- [Entries supplied]:
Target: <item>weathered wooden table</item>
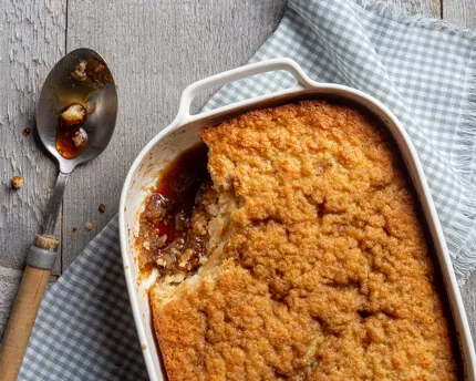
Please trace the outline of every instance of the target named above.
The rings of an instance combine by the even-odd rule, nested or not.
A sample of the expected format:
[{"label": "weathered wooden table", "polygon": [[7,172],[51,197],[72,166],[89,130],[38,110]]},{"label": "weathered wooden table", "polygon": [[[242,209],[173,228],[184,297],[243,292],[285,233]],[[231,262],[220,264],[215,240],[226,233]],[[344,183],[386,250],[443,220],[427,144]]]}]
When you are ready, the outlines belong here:
[{"label": "weathered wooden table", "polygon": [[[387,1],[476,29],[476,0]],[[35,102],[54,63],[80,47],[97,50],[117,81],[120,115],[107,150],[71,176],[51,282],[116,214],[130,165],[174,119],[182,90],[244,64],[284,8],[286,0],[0,0],[0,332],[56,176],[34,134],[23,135],[34,130]],[[25,177],[19,192],[10,188],[15,175]],[[476,274],[462,291],[476,338]]]}]

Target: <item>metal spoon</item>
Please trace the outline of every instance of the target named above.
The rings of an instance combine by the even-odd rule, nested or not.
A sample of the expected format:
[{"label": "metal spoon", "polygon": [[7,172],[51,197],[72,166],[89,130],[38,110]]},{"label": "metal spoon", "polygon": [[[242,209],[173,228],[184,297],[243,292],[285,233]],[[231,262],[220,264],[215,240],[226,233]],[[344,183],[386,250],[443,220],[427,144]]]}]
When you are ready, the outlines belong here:
[{"label": "metal spoon", "polygon": [[[80,64],[81,63],[81,64]],[[75,70],[85,64],[85,70]],[[80,66],[79,66],[80,65]],[[84,68],[83,68],[84,69]],[[59,151],[61,113],[73,103],[81,104],[87,116],[81,124],[87,133],[85,148],[74,158]],[[59,240],[54,228],[71,172],[100,155],[111,141],[117,115],[117,93],[104,59],[90,49],[77,49],[63,56],[51,70],[37,107],[37,128],[44,147],[58,161],[60,173],[46,210],[41,235],[27,255],[27,266],[0,347],[2,380],[17,380],[48,278],[56,259]],[[63,152],[64,154],[64,152]]]}]

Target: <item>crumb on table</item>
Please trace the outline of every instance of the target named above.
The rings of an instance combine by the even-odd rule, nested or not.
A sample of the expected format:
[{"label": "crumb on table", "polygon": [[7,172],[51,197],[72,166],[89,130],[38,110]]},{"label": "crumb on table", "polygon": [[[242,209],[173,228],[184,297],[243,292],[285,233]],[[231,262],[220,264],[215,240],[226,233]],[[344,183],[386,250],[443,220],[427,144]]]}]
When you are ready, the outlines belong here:
[{"label": "crumb on table", "polygon": [[14,176],[11,179],[11,185],[12,185],[13,189],[22,188],[23,184],[24,184],[24,177],[23,176]]}]

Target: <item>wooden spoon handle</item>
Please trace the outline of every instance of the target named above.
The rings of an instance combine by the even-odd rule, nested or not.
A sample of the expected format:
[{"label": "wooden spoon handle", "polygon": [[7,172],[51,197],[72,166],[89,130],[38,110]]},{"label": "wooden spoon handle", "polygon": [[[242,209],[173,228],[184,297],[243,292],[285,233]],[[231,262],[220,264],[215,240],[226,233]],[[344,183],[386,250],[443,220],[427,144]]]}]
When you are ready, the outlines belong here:
[{"label": "wooden spoon handle", "polygon": [[0,347],[0,380],[15,381],[50,270],[27,266]]}]

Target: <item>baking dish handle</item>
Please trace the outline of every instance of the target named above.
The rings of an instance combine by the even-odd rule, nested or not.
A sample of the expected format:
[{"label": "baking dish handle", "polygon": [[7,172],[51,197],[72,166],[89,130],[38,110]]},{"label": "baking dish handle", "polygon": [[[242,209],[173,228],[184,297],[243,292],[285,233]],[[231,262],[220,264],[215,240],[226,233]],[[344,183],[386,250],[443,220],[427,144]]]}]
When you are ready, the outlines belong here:
[{"label": "baking dish handle", "polygon": [[[276,70],[286,70],[296,78],[296,80],[298,81],[298,86],[293,87],[294,90],[302,90],[314,86],[313,81],[302,71],[302,69],[293,60],[287,58],[266,60],[232,69],[216,75],[211,75],[209,78],[206,78],[205,80],[192,83],[182,93],[178,115],[180,115],[182,120],[190,120],[193,117],[193,115],[190,115],[192,101],[196,95],[204,91],[223,86],[228,82],[242,80],[248,76]],[[215,109],[214,111],[217,110],[220,110],[220,107]]]}]

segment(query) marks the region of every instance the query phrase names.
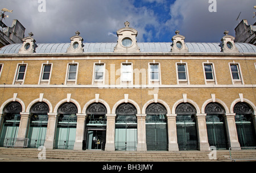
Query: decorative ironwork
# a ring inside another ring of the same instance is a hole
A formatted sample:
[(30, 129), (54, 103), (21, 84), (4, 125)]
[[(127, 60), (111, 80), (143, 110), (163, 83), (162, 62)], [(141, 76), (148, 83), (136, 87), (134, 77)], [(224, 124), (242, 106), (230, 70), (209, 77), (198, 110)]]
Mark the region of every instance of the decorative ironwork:
[(192, 115), (196, 114), (196, 111), (195, 107), (189, 103), (182, 103), (176, 108), (175, 113), (178, 115)]
[(120, 115), (136, 115), (137, 109), (130, 103), (123, 103), (117, 107), (115, 113)]
[(91, 104), (86, 109), (87, 114), (103, 115), (106, 114), (106, 108), (105, 106), (100, 103)]
[(8, 104), (5, 107), (4, 112), (6, 113), (19, 113), (22, 111), (22, 107), (19, 102), (13, 102)]
[(151, 103), (146, 109), (147, 115), (163, 115), (167, 113), (166, 108), (160, 103)]
[(225, 110), (218, 103), (210, 103), (205, 107), (205, 112), (208, 114), (224, 114)]
[(34, 104), (30, 109), (30, 112), (33, 113), (46, 114), (49, 111), (49, 106), (44, 102), (38, 102)]
[(253, 111), (248, 104), (244, 102), (239, 102), (234, 106), (234, 113), (251, 114), (253, 113)]
[(76, 114), (77, 108), (73, 103), (65, 103), (61, 104), (58, 109), (58, 113), (61, 114)]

- [Exercise prompt]: Rewrite every line of the rows above as a numbered list, skipping blank lines and leaving out the pictures.

- [Answer to this task]:
1. Target: <item>weathered wooden table</item>
2. Please trace the outline of every instance of the target named above.
3. The rings of an instance combine by the even-odd rule, nested or not.
4. A sample of the expected format:
5. [{"label": "weathered wooden table", "polygon": [[7,172],[51,197],[72,166],[89,130],[38,110]]},{"label": "weathered wooden table", "polygon": [[[242,209],[173,228],[184,297],[243,292],[285,233]],[[231,262],[220,264],[215,240],[226,233]],[[344,183],[386,250],[443,220],[427,144]]]}]
6. When you are ready, the outlines belong here:
7. [{"label": "weathered wooden table", "polygon": [[[387,1],[476,29],[476,0]],[[35,102],[54,63],[80,47],[97,50],[117,81],[120,115],[107,150],[71,176],[51,282],[116,214],[130,165],[174,119],[182,90],[244,64],[284,8],[286,0],[0,0],[0,332],[56,176],[34,134],[23,135],[34,130]],[[25,177],[19,192],[10,188],[15,175]],[[476,274],[462,291],[476,338]]]}]
8. Target: <item>metal spoon</item>
9. Please trace the outline of every instance of the target named above.
10. The rings of an instance combine by the even-odd rule, nested or not.
11. A sample of the expected format:
12. [{"label": "metal spoon", "polygon": [[7,172],[51,197],[72,166],[89,130],[38,110]]},{"label": "metal spoon", "polygon": [[[242,209],[173,228],[184,297],[243,292],[285,233]],[[231,262],[220,264],[215,240],[226,233]],[[344,183],[386,250],[443,220],[427,144]]]}]
13. When you are ready, the outlines belong here:
14. [{"label": "metal spoon", "polygon": [[[80,64],[81,63],[81,64]],[[75,70],[85,64],[85,70]],[[80,66],[79,66],[80,65]],[[84,68],[83,68],[84,69]],[[59,151],[61,113],[73,103],[81,104],[87,116],[81,124],[87,133],[85,148],[74,158]],[[59,240],[54,228],[71,172],[100,155],[111,141],[117,115],[117,93],[104,59],[90,49],[77,49],[63,56],[51,70],[37,107],[37,128],[44,147],[58,161],[60,173],[46,210],[41,235],[27,255],[27,266],[0,347],[2,380],[17,380],[48,278],[56,259]],[[63,152],[64,154],[64,152]]]}]
15. Target: <item>crumb on table</item>
16. Please trace the outline of every instance of the target named above.
17. The rings of an instance combine by the even-odd rule, nested or not.
18. A sample of the expected format:
19. [{"label": "crumb on table", "polygon": [[7,172],[51,197],[72,166],[89,130],[38,110]]},{"label": "crumb on table", "polygon": [[[242,209],[173,228],[184,297],[243,292],[285,233]],[[231,262],[220,264],[215,240],[226,233]],[[344,183],[386,250],[443,220],[427,144]]]}]
20. When you are ready, the outlines belong here:
21. [{"label": "crumb on table", "polygon": [[14,176],[11,179],[11,185],[12,185],[13,189],[22,188],[23,184],[24,184],[24,177],[23,176]]}]
22. Target: <item>wooden spoon handle</item>
23. Please trace the outline of every instance of the target named above.
24. The rings of an instance combine by the even-odd rule, nested or not.
25. A sample of the expected format:
26. [{"label": "wooden spoon handle", "polygon": [[7,172],[51,197],[72,166],[89,130],[38,110]]},{"label": "wooden spoon handle", "polygon": [[[242,209],[173,228],[184,297],[243,292],[285,233]],[[231,262],[220,264],[215,240],[226,233]],[[344,183],[386,250],[443,220],[427,144]]]}]
27. When you are ready, the outlines belong here:
28. [{"label": "wooden spoon handle", "polygon": [[0,347],[0,380],[15,381],[50,270],[27,266]]}]
29. Target: <item>baking dish handle</item>
30. Please trace the outline of every instance of the target named above.
31. The rings of an instance combine by the even-odd rule, nested or not.
32. A sample of the expected format:
33. [{"label": "baking dish handle", "polygon": [[7,172],[51,197],[72,166],[89,130],[38,110]]},{"label": "baking dish handle", "polygon": [[[242,209],[173,228],[184,297],[243,292],[285,233]],[[231,262],[220,264],[215,240],[226,233]],[[344,183],[386,250],[443,220],[427,144]]]}]
34. When you are ready, the outlines belong here:
35. [{"label": "baking dish handle", "polygon": [[[276,70],[286,70],[296,78],[296,80],[298,81],[298,86],[293,87],[294,90],[302,90],[314,86],[313,81],[302,71],[302,69],[293,60],[287,58],[266,60],[232,69],[216,75],[211,75],[209,78],[206,78],[205,80],[192,83],[182,93],[178,115],[180,115],[182,120],[190,120],[193,117],[193,115],[190,115],[192,101],[196,95],[204,91],[223,86],[228,82],[242,80],[248,76]],[[215,109],[214,111],[217,110],[220,110],[220,107]]]}]
36. segment(query) marks the region of every instance the query phrase names.
37. Query: decorative ironwork
38. # a ring inside another ring of the same instance is a hole
39. A formatted sample:
40. [(30, 129), (54, 103), (21, 84), (4, 125)]
41. [[(127, 60), (111, 80), (143, 110), (163, 83), (162, 62)], [(141, 76), (148, 83), (136, 87), (134, 77)], [(224, 124), (242, 106), (230, 70), (209, 77), (198, 110)]]
42. Mark the region of every instance of the decorative ironwork:
43. [(192, 115), (196, 114), (196, 111), (195, 107), (189, 103), (182, 103), (176, 108), (175, 113), (178, 115)]
44. [(120, 115), (136, 115), (137, 109), (130, 103), (123, 103), (117, 107), (115, 113)]
45. [(91, 104), (86, 109), (87, 114), (103, 115), (106, 114), (106, 108), (105, 106), (100, 103)]
46. [(8, 104), (5, 107), (4, 112), (6, 113), (19, 113), (22, 111), (22, 107), (19, 102), (13, 102)]
47. [(151, 103), (146, 109), (147, 115), (163, 115), (167, 113), (166, 108), (160, 103)]
48. [(225, 110), (218, 103), (210, 103), (205, 107), (205, 112), (208, 114), (224, 114)]
49. [(34, 104), (30, 109), (30, 112), (33, 113), (46, 114), (49, 111), (49, 106), (44, 102), (38, 102)]
50. [(253, 111), (248, 104), (244, 102), (239, 102), (234, 106), (234, 113), (251, 114), (253, 113)]
51. [(76, 114), (77, 108), (73, 103), (65, 103), (61, 104), (58, 109), (58, 113), (61, 114)]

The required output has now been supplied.